* _What to produce_
Copy every line of the items below word for word, but leave the pictures out.

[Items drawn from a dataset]
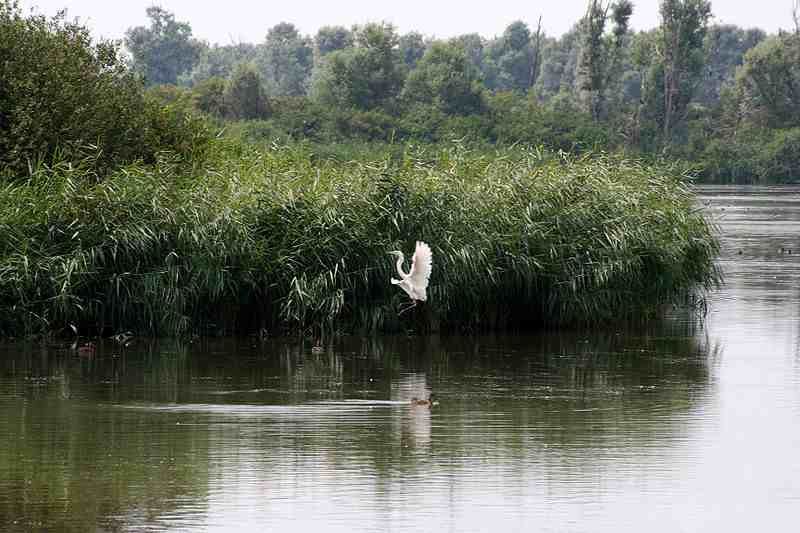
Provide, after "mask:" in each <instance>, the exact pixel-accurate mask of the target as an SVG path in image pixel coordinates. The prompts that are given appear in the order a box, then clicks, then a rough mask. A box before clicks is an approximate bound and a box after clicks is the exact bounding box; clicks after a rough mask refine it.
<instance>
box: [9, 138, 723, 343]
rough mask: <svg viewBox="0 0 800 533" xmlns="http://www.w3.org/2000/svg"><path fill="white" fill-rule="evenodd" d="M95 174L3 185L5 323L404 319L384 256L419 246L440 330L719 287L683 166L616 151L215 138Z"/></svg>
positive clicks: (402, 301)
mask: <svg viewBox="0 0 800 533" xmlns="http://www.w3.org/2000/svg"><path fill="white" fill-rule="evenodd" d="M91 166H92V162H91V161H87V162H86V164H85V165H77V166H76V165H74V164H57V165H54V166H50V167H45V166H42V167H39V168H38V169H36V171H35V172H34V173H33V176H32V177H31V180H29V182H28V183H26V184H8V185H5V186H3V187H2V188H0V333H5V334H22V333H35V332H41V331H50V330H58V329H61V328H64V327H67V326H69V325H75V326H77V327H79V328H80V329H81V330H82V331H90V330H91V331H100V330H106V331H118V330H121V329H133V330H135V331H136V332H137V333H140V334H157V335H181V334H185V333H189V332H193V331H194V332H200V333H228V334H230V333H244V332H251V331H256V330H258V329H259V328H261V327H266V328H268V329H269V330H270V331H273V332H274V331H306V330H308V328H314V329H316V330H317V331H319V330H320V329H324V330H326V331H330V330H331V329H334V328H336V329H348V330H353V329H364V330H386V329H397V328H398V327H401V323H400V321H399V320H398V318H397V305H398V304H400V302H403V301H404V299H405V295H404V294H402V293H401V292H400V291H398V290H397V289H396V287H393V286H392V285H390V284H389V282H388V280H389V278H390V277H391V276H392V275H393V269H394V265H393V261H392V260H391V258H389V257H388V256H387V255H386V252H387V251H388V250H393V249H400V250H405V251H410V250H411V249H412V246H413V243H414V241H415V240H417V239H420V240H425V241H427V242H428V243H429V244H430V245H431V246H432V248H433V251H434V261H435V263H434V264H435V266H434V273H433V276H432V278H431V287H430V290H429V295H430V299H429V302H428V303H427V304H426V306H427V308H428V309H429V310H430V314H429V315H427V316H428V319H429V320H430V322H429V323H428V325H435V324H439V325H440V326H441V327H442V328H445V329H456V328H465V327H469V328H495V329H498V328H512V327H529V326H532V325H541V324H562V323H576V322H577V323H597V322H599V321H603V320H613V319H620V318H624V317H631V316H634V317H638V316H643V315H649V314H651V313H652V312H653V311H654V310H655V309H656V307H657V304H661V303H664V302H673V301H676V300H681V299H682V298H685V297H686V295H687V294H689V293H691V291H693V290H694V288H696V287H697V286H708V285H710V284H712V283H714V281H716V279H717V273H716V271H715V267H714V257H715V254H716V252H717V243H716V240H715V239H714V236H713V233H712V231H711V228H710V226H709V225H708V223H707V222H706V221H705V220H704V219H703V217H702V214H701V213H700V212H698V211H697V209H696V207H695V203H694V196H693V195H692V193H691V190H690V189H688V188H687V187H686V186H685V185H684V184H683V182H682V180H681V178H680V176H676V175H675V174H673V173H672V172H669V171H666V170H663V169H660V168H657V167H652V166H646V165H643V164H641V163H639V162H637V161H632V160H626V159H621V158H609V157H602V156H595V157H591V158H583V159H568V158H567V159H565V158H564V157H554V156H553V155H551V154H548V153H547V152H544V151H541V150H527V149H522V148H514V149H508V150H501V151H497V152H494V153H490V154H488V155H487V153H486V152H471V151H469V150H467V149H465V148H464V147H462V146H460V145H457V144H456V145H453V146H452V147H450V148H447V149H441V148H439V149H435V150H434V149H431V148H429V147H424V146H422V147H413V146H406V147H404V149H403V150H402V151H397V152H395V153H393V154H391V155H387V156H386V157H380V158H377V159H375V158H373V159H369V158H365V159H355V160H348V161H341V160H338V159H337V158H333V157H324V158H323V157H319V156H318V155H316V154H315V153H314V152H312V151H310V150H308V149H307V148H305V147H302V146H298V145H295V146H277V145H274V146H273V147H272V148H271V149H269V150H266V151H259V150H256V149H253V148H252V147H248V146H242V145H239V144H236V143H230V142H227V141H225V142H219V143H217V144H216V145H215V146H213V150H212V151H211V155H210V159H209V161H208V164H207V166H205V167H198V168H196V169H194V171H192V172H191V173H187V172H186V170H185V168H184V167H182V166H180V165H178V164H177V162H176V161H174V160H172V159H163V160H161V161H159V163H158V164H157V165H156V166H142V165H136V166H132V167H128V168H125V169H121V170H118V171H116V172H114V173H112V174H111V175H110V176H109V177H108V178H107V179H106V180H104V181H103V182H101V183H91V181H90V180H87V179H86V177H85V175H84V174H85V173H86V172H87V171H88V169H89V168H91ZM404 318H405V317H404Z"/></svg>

* _Task answer_
Provide, after "mask:" in each <instance>, the exact pixel-accurate mask of the target as an SVG path in image pixel coordinates. The prompts that are given appear in the order a box, then clicks, then a rough mask. A box before clicks is an approximate bound and a box after clicks is the exact bounding box; clicks after a rough mask refine it.
<instance>
box: [9, 138, 723, 343]
rough mask: <svg viewBox="0 0 800 533" xmlns="http://www.w3.org/2000/svg"><path fill="white" fill-rule="evenodd" d="M95 174L3 185L5 323L404 319L384 256L419 246L440 330L719 287L683 166L616 151L215 138Z"/></svg>
positive clicks: (402, 301)
mask: <svg viewBox="0 0 800 533" xmlns="http://www.w3.org/2000/svg"><path fill="white" fill-rule="evenodd" d="M91 166H92V162H91V161H87V162H86V164H85V165H77V166H76V165H74V164H57V165H54V166H50V167H45V166H42V167H39V168H38V169H36V171H35V172H34V173H33V176H32V177H31V180H29V182H28V183H26V184H8V185H5V186H3V187H2V188H0V333H5V334H22V333H35V332H41V331H50V330H58V329H61V328H64V327H67V326H69V325H75V326H77V327H79V328H80V329H81V330H82V331H90V330H91V331H100V330H106V331H118V330H121V329H133V330H135V331H136V332H137V333H140V334H157V335H181V334H185V333H189V332H193V331H194V332H200V333H228V334H230V333H244V332H251V331H256V330H258V329H259V328H261V327H266V328H268V329H269V330H270V331H273V332H274V331H306V330H308V328H314V329H316V330H317V331H319V330H320V329H324V330H326V331H330V330H331V329H334V328H336V329H348V330H353V329H364V330H386V329H397V328H398V327H401V323H400V321H399V320H398V318H397V305H398V304H400V302H403V301H404V299H405V295H404V294H402V293H401V292H400V291H398V290H397V289H396V287H393V286H392V285H390V284H389V282H388V280H389V278H390V277H391V276H392V275H393V269H394V265H393V261H392V260H391V258H389V257H388V256H387V255H386V252H387V251H388V250H393V249H400V250H405V251H410V250H411V249H412V246H413V243H414V241H415V240H417V239H420V240H425V241H427V242H428V243H429V244H430V245H431V246H432V248H433V251H434V261H435V263H434V264H435V266H434V273H433V276H432V278H431V287H430V290H429V295H430V299H429V302H428V303H427V304H426V306H427V308H428V309H429V310H430V314H429V315H427V316H428V319H429V320H430V322H429V323H428V325H435V324H439V325H440V326H441V327H442V328H445V329H456V328H465V327H469V328H495V329H498V328H512V327H529V326H532V325H541V324H562V323H576V322H577V323H597V322H599V321H603V320H613V319H620V318H624V317H631V316H634V317H638V316H643V315H649V314H651V313H652V312H653V311H654V310H655V309H656V307H657V304H661V303H664V302H673V301H676V300H681V299H682V298H685V297H686V295H687V294H689V293H691V291H693V290H694V288H696V287H697V286H708V285H710V284H712V283H714V281H716V279H717V273H716V271H715V267H714V257H715V254H716V252H717V243H716V240H715V239H714V236H713V233H712V231H711V228H710V226H709V225H708V223H707V222H706V221H705V220H704V219H703V217H702V214H701V213H700V212H698V211H697V209H696V207H695V203H694V196H693V195H692V193H691V190H690V189H688V188H687V187H686V186H685V185H684V184H683V182H682V180H681V178H680V176H676V175H675V174H673V173H672V172H669V171H666V170H663V169H660V168H657V167H652V166H646V165H643V164H641V163H639V162H637V161H632V160H626V159H621V158H609V157H602V156H595V157H591V158H583V159H568V158H567V159H565V158H564V157H554V156H553V155H551V154H548V153H547V152H544V151H541V150H527V149H522V148H514V149H508V150H501V151H497V152H494V153H490V154H488V155H487V153H486V152H471V151H469V150H467V149H465V148H464V147H462V146H460V145H457V144H456V145H453V146H452V147H450V148H447V149H441V148H439V149H435V150H434V149H431V148H429V147H424V146H422V147H413V146H406V147H404V149H403V150H402V151H397V152H395V153H393V154H391V155H387V156H386V157H380V158H377V159H375V158H373V159H369V158H365V159H355V160H348V161H341V160H338V159H337V158H333V157H324V158H323V157H319V156H318V155H316V154H315V153H314V152H312V151H310V150H308V149H307V148H305V147H302V146H298V145H295V146H277V145H274V146H273V147H272V148H271V149H269V150H266V151H259V150H256V149H253V148H252V147H248V146H242V145H239V144H236V143H230V142H227V141H225V142H219V143H217V144H216V145H215V146H213V150H212V151H211V155H210V159H209V161H208V164H207V166H205V167H198V168H196V169H194V171H192V172H191V173H187V172H186V170H185V168H184V167H182V166H180V165H178V164H177V162H176V161H174V160H172V159H163V160H161V161H159V163H158V164H157V165H156V166H142V165H136V166H132V167H128V168H125V169H121V170H118V171H116V172H114V173H112V174H111V175H110V176H109V177H108V178H107V179H106V180H104V181H103V182H101V183H91V181H90V180H87V179H86V177H85V175H84V174H85V173H86V172H87V171H88V169H89V168H91ZM404 318H405V317H404Z"/></svg>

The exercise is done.